● What you will do: Rewrite the material below with every instance of "distant hill" replaced by "far ridge", leaving everything else unchanged.

● Supplied data:

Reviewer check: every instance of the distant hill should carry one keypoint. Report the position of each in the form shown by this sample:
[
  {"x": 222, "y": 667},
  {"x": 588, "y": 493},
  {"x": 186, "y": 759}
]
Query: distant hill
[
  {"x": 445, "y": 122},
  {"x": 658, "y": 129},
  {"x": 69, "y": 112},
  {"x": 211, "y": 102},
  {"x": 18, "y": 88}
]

● Written solution:
Reviewer check: every instance of the far ridge should carry one keypoint. Report the position of each in the form shown by this sample:
[
  {"x": 222, "y": 667},
  {"x": 588, "y": 493},
  {"x": 186, "y": 759}
]
Query: far ridge
[
  {"x": 445, "y": 122},
  {"x": 658, "y": 129},
  {"x": 69, "y": 112},
  {"x": 211, "y": 102},
  {"x": 18, "y": 88}
]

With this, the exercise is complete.